● Tasks to carry out
1 – Please use the text on international norms in Canadian law, shown below, to explain in one to three sentences why jus cogens norms need no formal implementation before they become part of Canadian common law.
2 – For each statement below, decide whether it agrees with the text on international norms in Canadian law. Answer yes or no, and quote the deciding words from the text.
(a) Treaties are automatically part of Canadian domestic law.
(b) R. v. Hape arose from alleged Charter violations in a domestic criminal prosecution.
(c) Ontario courts appear to have used international law norms as a basis for finding a novel duty of care.

● Text to read
⟨

International Norms in Canadian Law

In R. v. Hape,8  the Supreme Court of Canada demonstrated that even though Canada lacks a statutory  jurisdictional vehicle functionally equivalent to the ATS,9  there is a legal basis for exposure of  Canadian companies with operations abroad to legal actions in Canada for alleged violations of  international law abroad. That case arose in the relatively unrelated context of alleged violations  of the Canadian Charter of Rights and Freedoms with respect to a domestic criminal prosecution  dependent on Canadian police investigations in a foreign jurisdiction. Nonetheless, it authoritatively resolved in the affirmative a long-held  assumption that international customary law was automatically part of the law of Canada, absent  clear statutory departures to the contrary.10 In Canada, treaties per se are not part of domestic law unless implemented by Parliament and/or provincial legislatures11 but the same rules that are expressed in treaties can also be incorporated into the body of  Canadian common law if the treaties stand as codifications of pre-existing international customary law.12

Canada’s long-standing commitment to international human rights law is evidenced by its central  role in the drafting of the Universal Declaration of Human Rights in 1947/1948 as well as its  adoption of eight different core multilateral human rights treaties, all of which are now in  force.14  The breadth of Canada’s international commitments in this regard provide a broad  foundation for the importation of liability to Canadian private actors for human rights-based  international torts.

In addition to customary international law evidenced by codification in treaties, certain  fundamental principles of international law – known as “peremptory norms” or “jus cogens norms” –  apply to all states without exception or permitted derogation.15  As a category of customary international law, jus cogens norms require  no formal implementation process in order for these rules to be incorporated into the body of  Canadian common law. Examples of jus cogens norms include prohibition on the use of force; the law of genocide; the principle of racial non-discrimination; crimes against humanity; and the  rules prohibiting trade in slaves or human trafficking. Serious allegations of human rights  violations often invoke jus cogens norms.

What remains to be resolved on the facts of particular cases such as Hudbay and Tahoe is what legal  effect customary international norms have once they are incorporated into domestic law. Are they  automatically binding and capable of forming the basis, by themselves, for the decision of the court? Or do they give rise to, limit  or extend enforceable rights at common law?16  It appears that Ontario courts have taken the latter  approach, using international law norms as a basis for the finding of a “novel” duty of care at  common law.  However, it remains to be seen whether, for example, international law can support the  creation of new causes of action aimed specifically at civil liability for violations of international human rights, and  what standard of liability will be applied for those claims. Eventually, the cases will tell us,  not to mention the possibility of the Parliament and provincial legislatures weighing in with statutory prescriptions.

⟩

● Recorded information
⟨

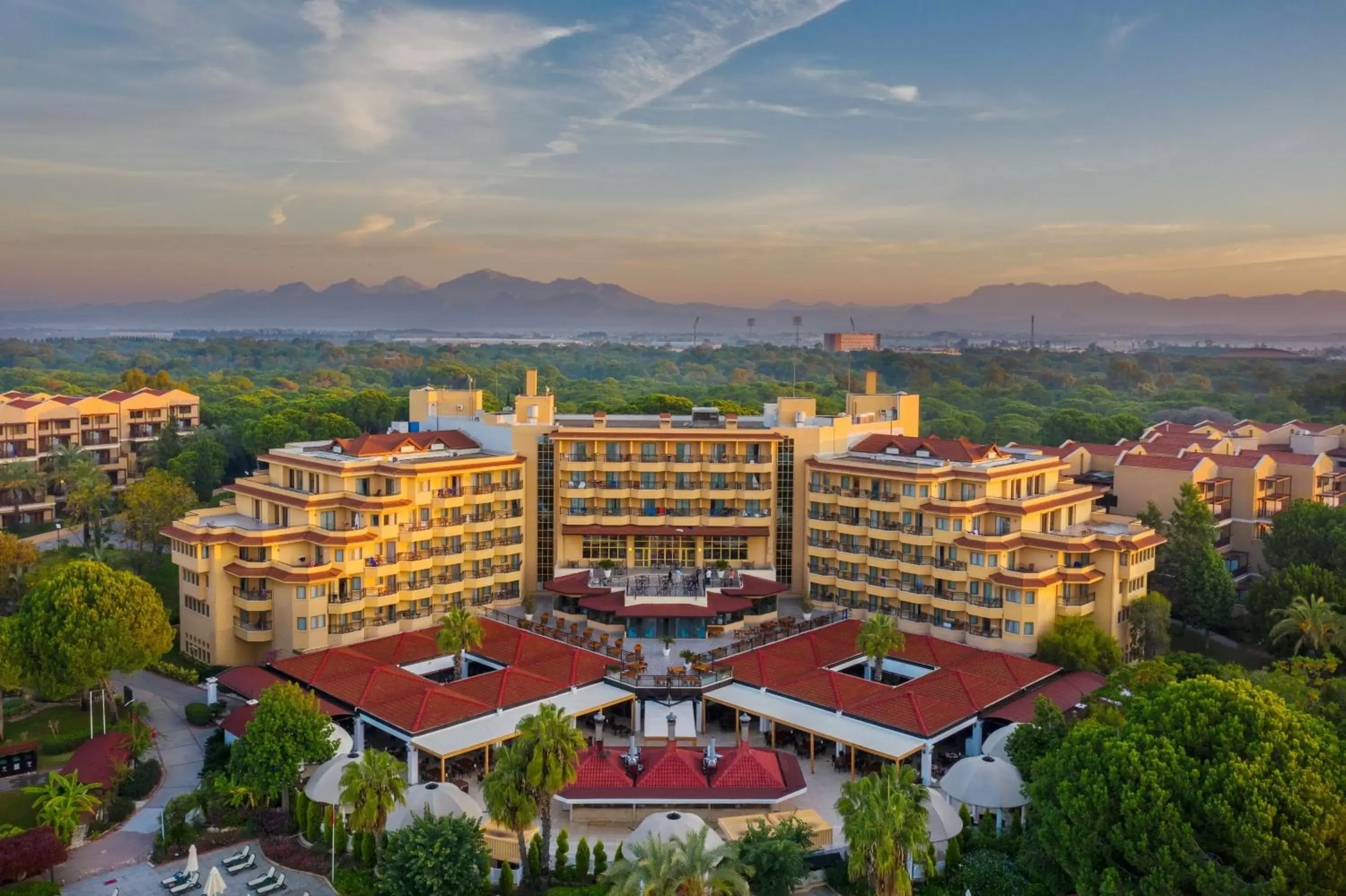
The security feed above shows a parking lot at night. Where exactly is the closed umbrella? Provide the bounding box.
[201,865,225,896]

⟩

● Task answers
1 – Jus cogens norms are a category of customary international law. As R. v. Hape confirmed, customary international law is automatically part of the law of Canada unless a statute clearly departs from it. Jus cogens norms therefore become part of Canadian common law without any formal implementation process.

2 –
(a) No: "treaties per se are not part of domestic law unless implemented by Parliament and/or provincial legislatures"
(b) Yes: "That case arose in the relatively unrelated context of alleged violations of the Canadian Charter of Rights and Freedoms with respect to a domestic criminal prosecution"
(c) Yes: "It appears that Ontario courts have taken the latter approach, using international law norms as a basis for the finding of a “novel” duty of care at common law."